§ Page text
********************
# 009C Sample Final 2, Problem 2

For each of the following series, find the sum if it converges. If it diverges, explain why.

(a)  ${\displaystyle 4-2+1-{\frac {1}{2}}+{\frac {1}{4}}-{\frac {1}{8}}+\cdots }$

(b)  ${\displaystyle \sum _{n=1}^{\infty }{\frac {1}{(2n-1)(2n+1)}}}$

Foundations:
1. The sum of a convergent geometric series is   ${\displaystyle {\frac {a}{1-r}}}$
where  ${\displaystyle r}$  is the ratio of the geometric series
and  ${\displaystyle a}$  is the first term of the series.
2. The  ${\displaystyle n}$th partial sum,  ${\displaystyle s_{n}}$  for a series  ${\displaystyle \sum _{n=1}^{\infty }a_{n}}$  is defined as

${\displaystyle s_{n}=\sum _{i=1}^{n}a_{i}.}$

Solution:

(a)

Step 1:
Let  ${\displaystyle a_{n}}$  be the  ${\displaystyle n}$th term of this sum.
We notice that
${\displaystyle {\frac {a_{2}}{a_{1}}}={\frac {-2}{4}},~{\frac {a_{3}}{a_{2}}}={\frac {1}{-2}},}$  and  ${\displaystyle {\frac {a_{4}}{a_{2}}}={\frac {-1}{2}}.}$
So, this is a geometric series with  ${\displaystyle r=-{\frac {1}{2}}.}$
Since  ${\displaystyle |r|<1,}$  this series converges.
Step 2:
Hence, the sum of this geometric series is

${\displaystyle {\begin{array}{rcl}\displaystyle {\frac {a_{1}}{1-r}}&=&\displaystyle {\frac {4}{1-(-{\frac {1}{2}})}}\\&&\\&=&\displaystyle {\frac {4}{\frac {3}{2}}}\\&&\\&=&\displaystyle {{\frac {8}{3}}.}\end{array}}}$

(b)
********************
[Raw records]

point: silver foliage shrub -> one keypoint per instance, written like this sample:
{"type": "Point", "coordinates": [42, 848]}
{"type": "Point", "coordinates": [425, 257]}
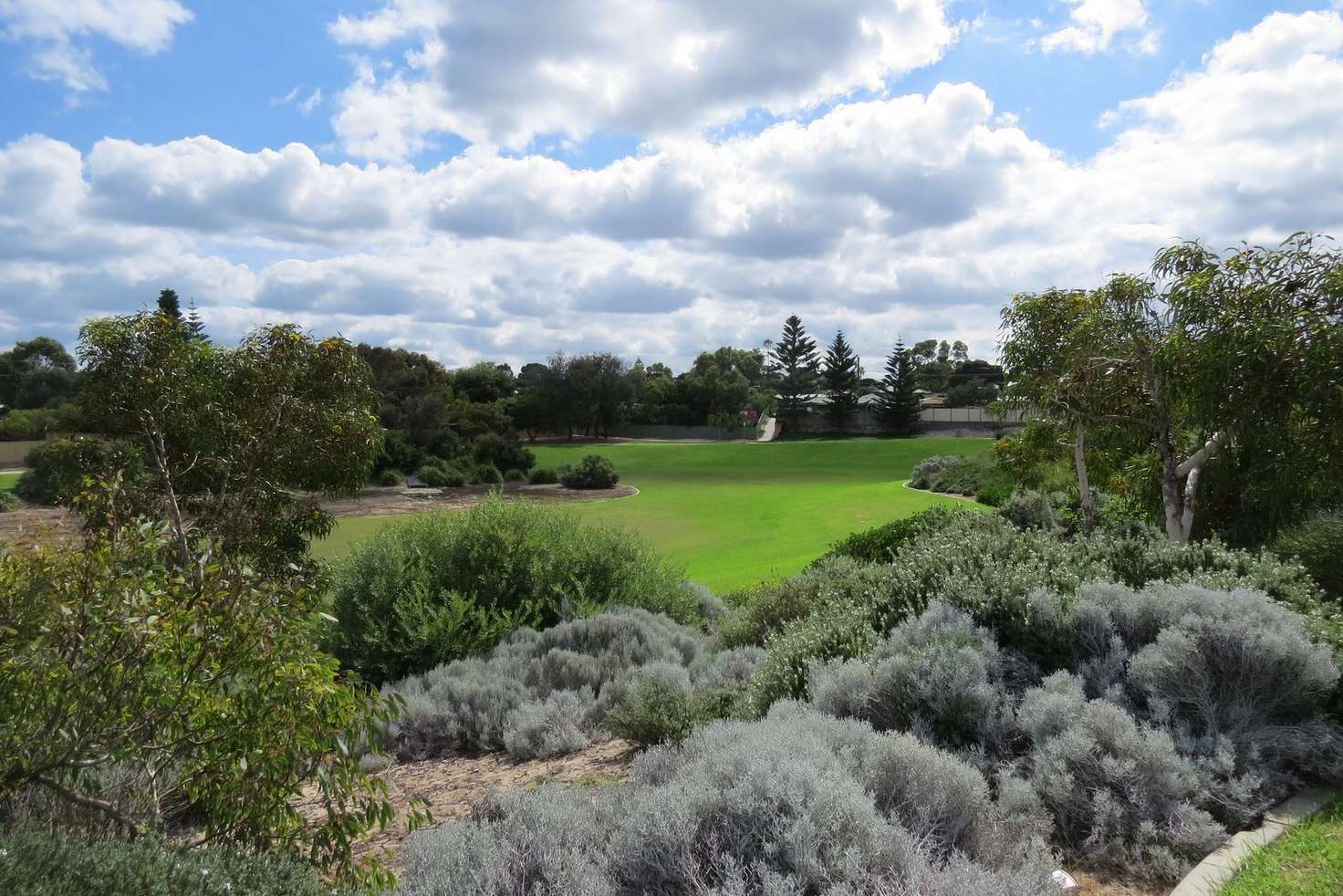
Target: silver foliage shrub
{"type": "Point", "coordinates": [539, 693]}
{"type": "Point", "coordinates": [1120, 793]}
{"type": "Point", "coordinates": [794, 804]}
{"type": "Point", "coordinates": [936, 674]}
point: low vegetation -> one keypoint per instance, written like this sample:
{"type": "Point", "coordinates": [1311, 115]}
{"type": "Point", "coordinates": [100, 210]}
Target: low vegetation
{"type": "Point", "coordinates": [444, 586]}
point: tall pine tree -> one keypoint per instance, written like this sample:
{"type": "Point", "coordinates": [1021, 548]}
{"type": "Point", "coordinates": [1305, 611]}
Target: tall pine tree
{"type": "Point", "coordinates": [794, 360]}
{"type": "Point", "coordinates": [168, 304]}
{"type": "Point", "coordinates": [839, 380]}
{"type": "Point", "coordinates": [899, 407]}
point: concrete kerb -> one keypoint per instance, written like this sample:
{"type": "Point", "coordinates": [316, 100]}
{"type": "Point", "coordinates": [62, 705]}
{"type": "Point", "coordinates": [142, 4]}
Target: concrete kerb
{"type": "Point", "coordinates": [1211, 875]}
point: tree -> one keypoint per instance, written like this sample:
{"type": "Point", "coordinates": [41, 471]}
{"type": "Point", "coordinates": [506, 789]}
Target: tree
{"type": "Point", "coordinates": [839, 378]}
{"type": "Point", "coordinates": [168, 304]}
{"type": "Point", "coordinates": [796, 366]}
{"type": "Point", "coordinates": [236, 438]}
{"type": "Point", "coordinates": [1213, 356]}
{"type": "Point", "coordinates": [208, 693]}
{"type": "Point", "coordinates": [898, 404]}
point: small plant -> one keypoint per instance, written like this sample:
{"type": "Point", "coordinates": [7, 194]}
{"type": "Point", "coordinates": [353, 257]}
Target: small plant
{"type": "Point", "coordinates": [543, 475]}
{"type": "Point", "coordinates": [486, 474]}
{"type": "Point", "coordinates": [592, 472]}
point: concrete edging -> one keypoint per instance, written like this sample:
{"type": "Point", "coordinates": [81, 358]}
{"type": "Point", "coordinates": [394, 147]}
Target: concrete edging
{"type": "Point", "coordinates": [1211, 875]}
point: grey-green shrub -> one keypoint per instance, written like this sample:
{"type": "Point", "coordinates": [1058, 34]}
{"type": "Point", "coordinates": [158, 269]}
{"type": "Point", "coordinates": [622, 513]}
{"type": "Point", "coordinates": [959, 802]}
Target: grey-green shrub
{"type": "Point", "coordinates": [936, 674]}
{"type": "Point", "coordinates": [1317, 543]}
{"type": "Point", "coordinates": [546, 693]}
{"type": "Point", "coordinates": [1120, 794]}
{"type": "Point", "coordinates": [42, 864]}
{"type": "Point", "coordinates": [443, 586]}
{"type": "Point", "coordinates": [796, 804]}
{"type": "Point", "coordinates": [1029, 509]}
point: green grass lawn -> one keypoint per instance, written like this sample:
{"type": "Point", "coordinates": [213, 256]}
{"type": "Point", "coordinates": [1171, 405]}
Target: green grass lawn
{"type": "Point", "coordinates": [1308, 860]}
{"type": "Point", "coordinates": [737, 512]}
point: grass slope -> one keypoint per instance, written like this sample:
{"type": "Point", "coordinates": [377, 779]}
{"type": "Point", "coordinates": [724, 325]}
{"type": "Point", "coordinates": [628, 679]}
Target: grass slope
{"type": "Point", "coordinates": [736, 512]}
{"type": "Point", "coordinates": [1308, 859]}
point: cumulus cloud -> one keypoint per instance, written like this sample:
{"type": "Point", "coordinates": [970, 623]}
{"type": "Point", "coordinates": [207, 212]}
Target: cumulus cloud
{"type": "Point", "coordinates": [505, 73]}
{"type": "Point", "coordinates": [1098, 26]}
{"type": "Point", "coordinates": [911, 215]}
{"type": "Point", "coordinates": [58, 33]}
********************
§ Tasks for this exercise
1. According to the problem page, what is the sum of the series in part (a)?
2. Set down the stretch of the problem page from "We notice that" through "this series converges.".

§ Exercise responses
1. The sum is 8/3.

2.
We notice that
${\displaystyle {\frac {a_{2}}{a_{1}}}={\frac {-2}{4}},~{\frac {a_{3}}{a_{2}}}={\frac {1}{-2}},}$  and  ${\displaystyle {\frac {a_{4}}{a_{2}}}={\frac {-1}{2}}.}$
So, this is a geometric series with  ${\displaystyle r=-{\frac {1}{2}}.}$
Since  ${\displaystyle |r|<1,}$  this series converges.